» REQUIREMENT: Your copy should hold only the lines from the one holding "I'm wondering where in this drawing the cloud" through the last line of the records below, both included, each exact and with no pictures.

╭─ EXERCISE DATA

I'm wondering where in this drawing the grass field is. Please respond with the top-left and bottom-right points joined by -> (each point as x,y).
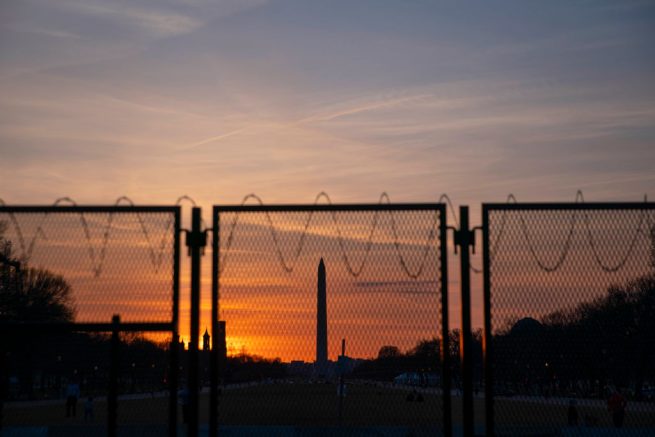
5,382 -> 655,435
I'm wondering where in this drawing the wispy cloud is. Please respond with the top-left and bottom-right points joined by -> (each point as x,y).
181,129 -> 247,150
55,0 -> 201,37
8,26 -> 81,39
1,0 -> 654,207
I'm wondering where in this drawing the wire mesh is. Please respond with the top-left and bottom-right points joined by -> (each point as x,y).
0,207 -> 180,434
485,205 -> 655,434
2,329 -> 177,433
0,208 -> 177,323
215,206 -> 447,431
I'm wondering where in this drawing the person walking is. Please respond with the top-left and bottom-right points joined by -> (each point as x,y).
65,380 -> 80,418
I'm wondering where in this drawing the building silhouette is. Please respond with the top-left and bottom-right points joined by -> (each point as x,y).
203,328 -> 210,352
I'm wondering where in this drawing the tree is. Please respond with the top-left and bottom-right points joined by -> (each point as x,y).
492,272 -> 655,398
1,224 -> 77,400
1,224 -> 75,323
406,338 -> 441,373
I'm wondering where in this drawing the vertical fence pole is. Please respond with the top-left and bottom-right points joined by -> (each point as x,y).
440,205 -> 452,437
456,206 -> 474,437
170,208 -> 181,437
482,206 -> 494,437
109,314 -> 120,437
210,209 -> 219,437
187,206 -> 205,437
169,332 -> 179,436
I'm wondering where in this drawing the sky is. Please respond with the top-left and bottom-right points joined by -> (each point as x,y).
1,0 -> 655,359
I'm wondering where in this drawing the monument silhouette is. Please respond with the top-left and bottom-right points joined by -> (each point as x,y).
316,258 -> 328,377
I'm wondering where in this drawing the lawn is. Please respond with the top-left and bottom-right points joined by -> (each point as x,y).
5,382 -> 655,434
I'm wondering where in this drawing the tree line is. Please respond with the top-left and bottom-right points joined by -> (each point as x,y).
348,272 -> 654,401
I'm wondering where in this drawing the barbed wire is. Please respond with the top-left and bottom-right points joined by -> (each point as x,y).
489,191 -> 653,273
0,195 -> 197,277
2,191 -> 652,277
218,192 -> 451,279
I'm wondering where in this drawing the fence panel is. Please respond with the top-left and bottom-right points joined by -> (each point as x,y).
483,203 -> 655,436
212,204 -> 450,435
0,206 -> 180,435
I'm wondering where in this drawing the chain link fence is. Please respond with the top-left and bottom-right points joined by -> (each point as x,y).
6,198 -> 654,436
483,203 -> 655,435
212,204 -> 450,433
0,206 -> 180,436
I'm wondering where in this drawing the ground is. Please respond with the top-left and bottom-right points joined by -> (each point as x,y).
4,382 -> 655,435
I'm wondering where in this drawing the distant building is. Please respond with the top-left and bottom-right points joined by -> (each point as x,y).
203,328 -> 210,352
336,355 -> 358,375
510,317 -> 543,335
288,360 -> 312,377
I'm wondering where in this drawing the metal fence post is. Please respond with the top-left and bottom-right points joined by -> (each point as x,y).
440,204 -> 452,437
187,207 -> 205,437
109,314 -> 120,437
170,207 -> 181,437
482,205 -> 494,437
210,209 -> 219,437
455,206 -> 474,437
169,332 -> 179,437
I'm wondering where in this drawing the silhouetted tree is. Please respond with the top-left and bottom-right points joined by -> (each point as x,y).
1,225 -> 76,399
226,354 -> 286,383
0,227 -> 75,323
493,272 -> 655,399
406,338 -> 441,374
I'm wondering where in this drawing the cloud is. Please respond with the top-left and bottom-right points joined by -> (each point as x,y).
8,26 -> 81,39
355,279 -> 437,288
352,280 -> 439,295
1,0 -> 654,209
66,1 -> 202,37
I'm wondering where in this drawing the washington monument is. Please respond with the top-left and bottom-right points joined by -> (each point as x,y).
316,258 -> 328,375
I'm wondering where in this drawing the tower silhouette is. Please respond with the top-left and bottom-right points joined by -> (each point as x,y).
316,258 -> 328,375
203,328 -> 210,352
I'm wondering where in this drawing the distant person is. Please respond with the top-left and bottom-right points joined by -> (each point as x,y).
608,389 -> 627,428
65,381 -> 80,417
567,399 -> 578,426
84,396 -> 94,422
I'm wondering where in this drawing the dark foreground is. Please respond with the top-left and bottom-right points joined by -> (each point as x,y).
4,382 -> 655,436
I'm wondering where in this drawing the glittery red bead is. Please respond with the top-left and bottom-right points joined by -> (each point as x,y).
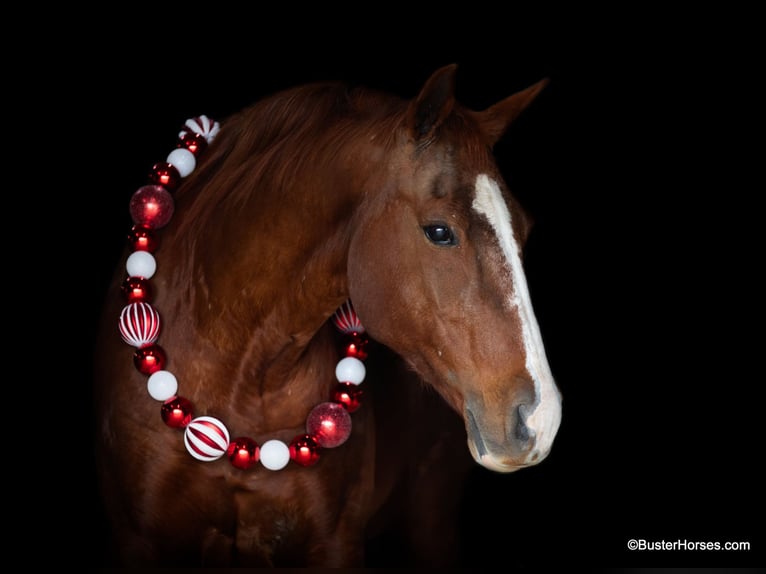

╰─

» WRITTEN REPLY:
I'm wondering where in this drawing the cloud is. Please respond with the top-left and bottom-right points joined by -> (each point as x,y).
8,26 -> 81,39
355,279 -> 437,288
352,280 -> 439,295
1,0 -> 654,209
66,1 -> 202,37
I'm wondering where in this drawing the washington monument is. Please respond with the top-left and bottom-right points joined by -> (each point as x,y).
316,258 -> 328,375
I'm wondering where in this drawing the tower silhouette is. Please respond with the top-left and bottom-right points joined by -> (each point as x,y).
316,258 -> 328,375
203,328 -> 210,352
I'm wondering where in this drawing the distant person is. Please respond with the top-left and bottom-right points joined by -> (each point as x,y).
608,389 -> 627,428
65,381 -> 80,417
567,399 -> 578,426
84,396 -> 94,422
I'm wondering where in this drawing the dark foreground is. Please respond with the top-left and bottom-right points joined by -> (each point as x,y).
4,382 -> 655,436
I'm wondering where in this drawing the glittery red bead is. Please respond with the top-left and bottom-right points joined by -> (each point as x,y).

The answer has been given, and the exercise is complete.